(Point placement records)
━━━━━━━━━━━━━━━━

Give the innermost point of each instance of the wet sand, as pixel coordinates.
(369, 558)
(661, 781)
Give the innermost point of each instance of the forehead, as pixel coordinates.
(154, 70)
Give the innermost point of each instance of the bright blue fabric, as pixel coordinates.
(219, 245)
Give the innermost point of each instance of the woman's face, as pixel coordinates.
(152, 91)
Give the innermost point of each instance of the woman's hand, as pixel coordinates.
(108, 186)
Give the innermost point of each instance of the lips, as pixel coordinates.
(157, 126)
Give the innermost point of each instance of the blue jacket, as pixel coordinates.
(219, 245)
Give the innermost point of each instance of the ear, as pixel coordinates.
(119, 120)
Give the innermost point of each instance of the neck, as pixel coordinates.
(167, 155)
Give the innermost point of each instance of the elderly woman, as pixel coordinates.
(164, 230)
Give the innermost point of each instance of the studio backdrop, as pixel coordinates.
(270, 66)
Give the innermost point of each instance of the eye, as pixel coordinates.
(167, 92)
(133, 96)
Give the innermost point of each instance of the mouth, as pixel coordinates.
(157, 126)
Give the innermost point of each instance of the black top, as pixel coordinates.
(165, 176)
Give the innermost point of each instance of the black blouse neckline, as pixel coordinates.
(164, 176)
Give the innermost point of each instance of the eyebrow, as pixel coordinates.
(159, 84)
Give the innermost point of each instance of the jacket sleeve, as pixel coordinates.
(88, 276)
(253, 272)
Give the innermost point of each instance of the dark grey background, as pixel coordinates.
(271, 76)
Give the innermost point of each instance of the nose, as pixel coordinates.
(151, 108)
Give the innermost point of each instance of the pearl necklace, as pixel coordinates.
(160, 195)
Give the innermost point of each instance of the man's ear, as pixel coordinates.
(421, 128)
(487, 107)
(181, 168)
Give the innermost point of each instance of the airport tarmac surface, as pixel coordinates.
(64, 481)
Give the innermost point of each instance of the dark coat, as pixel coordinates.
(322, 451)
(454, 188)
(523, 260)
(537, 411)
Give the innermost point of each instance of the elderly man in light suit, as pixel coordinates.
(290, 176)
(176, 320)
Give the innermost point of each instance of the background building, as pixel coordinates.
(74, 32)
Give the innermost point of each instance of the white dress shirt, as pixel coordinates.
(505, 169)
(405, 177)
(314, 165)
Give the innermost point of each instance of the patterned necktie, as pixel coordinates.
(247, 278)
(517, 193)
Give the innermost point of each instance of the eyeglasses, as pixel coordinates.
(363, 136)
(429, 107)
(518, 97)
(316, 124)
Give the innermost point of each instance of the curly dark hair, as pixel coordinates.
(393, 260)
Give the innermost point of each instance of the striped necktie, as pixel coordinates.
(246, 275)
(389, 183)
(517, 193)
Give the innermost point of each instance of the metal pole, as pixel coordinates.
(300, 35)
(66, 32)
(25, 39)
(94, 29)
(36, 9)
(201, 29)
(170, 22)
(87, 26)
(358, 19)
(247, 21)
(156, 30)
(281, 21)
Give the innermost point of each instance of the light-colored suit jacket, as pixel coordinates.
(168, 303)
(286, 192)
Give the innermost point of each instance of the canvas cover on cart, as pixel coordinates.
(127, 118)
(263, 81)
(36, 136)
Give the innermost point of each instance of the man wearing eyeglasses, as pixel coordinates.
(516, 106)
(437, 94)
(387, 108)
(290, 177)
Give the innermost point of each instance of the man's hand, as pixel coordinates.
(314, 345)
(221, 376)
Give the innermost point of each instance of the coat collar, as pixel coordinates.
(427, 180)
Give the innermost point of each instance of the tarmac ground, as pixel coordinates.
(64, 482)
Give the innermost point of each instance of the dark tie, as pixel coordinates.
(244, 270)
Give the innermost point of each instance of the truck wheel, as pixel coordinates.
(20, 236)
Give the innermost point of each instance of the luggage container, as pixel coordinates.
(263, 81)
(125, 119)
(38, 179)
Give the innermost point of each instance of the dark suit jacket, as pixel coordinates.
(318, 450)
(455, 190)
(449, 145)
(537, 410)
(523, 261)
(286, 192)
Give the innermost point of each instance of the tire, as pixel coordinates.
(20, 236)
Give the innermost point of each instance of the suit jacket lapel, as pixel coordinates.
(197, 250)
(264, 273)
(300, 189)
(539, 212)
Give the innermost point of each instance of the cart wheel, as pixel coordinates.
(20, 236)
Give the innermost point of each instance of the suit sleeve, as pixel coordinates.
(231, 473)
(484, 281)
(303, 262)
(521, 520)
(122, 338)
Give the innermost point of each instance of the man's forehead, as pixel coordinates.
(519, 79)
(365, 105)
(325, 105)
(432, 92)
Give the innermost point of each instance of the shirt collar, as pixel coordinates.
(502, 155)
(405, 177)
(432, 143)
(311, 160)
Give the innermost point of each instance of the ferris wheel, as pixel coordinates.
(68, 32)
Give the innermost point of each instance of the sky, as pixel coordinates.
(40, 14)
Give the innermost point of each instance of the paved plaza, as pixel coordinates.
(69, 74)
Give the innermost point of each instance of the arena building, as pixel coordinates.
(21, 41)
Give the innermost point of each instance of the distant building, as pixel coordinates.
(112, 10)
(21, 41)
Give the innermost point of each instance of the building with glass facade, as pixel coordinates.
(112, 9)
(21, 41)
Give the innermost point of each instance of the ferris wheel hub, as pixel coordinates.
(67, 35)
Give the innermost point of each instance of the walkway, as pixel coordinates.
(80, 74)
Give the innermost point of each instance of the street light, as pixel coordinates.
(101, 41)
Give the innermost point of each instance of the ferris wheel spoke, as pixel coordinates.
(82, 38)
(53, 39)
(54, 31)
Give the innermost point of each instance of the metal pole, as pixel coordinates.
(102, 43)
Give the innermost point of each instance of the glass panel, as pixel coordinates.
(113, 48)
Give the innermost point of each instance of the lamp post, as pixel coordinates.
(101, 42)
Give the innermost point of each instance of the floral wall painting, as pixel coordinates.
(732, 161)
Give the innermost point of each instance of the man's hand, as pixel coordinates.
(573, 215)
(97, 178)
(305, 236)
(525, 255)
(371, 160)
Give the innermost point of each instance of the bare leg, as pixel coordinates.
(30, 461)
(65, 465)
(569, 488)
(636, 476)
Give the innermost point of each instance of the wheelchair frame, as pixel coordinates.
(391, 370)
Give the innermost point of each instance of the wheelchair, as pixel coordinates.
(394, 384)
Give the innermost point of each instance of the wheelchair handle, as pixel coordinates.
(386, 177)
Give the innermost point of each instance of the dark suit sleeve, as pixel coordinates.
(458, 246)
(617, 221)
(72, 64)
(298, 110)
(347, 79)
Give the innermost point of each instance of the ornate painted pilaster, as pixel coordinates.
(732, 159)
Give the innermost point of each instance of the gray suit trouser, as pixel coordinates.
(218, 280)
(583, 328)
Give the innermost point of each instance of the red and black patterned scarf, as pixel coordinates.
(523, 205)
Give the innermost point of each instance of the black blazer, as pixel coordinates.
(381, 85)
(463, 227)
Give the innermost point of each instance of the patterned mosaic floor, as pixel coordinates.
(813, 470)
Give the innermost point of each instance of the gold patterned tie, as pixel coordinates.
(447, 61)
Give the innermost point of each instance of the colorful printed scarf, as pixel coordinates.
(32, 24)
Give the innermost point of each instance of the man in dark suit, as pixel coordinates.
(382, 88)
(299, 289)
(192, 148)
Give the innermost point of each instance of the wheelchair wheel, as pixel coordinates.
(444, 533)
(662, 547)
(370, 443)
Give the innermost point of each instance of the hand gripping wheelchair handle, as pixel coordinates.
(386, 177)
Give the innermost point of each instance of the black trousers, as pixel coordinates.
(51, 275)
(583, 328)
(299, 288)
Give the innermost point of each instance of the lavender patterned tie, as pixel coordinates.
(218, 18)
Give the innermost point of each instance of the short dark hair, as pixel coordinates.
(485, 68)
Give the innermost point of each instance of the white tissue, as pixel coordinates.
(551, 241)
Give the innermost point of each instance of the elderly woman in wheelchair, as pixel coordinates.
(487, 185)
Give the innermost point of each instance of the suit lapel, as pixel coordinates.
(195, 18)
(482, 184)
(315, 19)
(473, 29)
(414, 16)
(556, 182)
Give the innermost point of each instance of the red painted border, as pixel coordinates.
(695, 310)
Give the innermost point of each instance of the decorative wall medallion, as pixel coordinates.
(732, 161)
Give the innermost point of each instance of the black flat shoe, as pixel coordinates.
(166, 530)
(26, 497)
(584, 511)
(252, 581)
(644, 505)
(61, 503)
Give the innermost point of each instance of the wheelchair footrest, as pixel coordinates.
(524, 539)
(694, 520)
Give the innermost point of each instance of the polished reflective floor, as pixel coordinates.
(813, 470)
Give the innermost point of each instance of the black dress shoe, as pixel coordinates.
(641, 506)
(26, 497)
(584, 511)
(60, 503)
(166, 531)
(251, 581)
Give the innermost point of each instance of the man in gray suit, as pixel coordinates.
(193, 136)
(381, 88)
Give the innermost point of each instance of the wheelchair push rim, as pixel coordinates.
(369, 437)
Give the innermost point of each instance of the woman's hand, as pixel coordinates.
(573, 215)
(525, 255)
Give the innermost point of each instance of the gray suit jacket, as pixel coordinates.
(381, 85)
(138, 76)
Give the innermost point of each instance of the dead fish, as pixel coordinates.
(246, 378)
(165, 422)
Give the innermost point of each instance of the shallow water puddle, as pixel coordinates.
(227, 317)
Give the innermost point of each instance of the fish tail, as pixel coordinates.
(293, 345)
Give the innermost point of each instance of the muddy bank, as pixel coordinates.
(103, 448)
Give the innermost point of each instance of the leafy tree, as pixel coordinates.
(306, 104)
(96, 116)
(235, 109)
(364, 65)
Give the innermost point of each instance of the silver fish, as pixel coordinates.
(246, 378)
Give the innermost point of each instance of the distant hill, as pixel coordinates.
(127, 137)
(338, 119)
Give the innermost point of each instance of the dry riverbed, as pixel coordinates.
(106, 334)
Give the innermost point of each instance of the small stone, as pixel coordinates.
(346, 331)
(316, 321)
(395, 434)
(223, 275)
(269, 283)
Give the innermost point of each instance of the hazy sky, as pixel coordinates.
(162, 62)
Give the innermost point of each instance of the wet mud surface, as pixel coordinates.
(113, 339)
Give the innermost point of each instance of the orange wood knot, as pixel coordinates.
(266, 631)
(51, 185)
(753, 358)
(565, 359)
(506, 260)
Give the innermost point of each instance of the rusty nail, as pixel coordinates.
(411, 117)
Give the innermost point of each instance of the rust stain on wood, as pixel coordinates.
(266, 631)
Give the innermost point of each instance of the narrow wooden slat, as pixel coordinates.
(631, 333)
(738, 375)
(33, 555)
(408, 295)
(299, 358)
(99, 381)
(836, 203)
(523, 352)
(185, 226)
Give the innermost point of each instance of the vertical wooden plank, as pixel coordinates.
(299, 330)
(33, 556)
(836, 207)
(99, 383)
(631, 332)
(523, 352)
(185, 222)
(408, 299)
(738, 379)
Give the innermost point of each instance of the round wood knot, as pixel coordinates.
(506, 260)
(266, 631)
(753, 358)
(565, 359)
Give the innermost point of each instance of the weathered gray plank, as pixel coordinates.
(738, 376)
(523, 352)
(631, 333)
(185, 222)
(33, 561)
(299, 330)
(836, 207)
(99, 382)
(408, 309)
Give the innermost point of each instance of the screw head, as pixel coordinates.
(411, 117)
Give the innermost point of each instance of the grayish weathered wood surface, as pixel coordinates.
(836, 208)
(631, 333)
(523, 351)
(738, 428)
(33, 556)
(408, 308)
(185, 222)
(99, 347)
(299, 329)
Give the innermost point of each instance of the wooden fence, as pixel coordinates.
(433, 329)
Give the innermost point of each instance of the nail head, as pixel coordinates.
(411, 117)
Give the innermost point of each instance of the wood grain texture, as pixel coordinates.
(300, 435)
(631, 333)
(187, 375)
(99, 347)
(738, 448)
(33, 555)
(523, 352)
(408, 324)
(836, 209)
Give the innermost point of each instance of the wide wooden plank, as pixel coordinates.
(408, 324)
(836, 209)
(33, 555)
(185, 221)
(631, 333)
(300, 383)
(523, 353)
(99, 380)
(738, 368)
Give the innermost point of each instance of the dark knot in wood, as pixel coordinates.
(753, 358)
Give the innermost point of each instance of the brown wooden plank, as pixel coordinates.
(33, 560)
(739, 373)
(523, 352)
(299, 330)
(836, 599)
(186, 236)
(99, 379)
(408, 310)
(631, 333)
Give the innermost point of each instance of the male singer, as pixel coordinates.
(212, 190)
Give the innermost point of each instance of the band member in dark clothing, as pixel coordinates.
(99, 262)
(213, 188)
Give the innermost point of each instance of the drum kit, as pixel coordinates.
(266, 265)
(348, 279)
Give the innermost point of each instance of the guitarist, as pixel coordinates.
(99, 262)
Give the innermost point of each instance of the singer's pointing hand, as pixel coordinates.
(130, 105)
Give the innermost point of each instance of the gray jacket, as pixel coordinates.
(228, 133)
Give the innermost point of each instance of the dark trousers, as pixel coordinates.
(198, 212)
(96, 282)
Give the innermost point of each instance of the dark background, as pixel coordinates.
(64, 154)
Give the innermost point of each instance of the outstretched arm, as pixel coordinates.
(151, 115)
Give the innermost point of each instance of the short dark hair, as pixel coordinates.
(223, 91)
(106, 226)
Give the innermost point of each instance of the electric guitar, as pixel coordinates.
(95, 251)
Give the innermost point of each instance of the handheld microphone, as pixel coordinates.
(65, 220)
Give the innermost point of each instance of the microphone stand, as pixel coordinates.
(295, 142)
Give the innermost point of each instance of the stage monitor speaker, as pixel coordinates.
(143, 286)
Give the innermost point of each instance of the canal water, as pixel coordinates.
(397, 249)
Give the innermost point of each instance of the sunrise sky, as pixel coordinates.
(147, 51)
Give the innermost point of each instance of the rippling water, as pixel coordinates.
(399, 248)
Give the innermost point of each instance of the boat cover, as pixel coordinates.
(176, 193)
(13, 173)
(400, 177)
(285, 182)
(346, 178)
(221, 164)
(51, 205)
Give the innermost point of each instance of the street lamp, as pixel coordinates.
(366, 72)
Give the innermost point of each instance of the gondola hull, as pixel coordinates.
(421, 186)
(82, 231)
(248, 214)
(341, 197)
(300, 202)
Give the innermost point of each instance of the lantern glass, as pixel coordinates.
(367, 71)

━━━━━━━━━━━━━━━━

**REQUIRED TASK:**
Please write out the records again, starting at the line that contains "Give the innermost point of each instance of the rippling" and ending at the last line of the records, including both of those lines. Keep each request unchanged, and scale every coordinate in the answers by 1.9, rounding to the nearest whole number with halves rounded up.

**RESULT BELOW:**
Give the innermost point of each instance of the rippling water, as pixel coordinates.
(758, 471)
Give the innermost point of each instance of the boat cover, as pixel coordinates.
(334, 367)
(25, 329)
(760, 336)
(542, 346)
(657, 338)
(420, 312)
(97, 390)
Give the innermost point of each instance of the street lamp, as pixel coordinates.
(695, 137)
Give the innermost point of each instance of the gondola hull, as pixel coordinates.
(800, 353)
(156, 439)
(471, 407)
(648, 374)
(570, 384)
Give the innermost point of each instance of the lantern glass, as pixel coordinates.
(697, 135)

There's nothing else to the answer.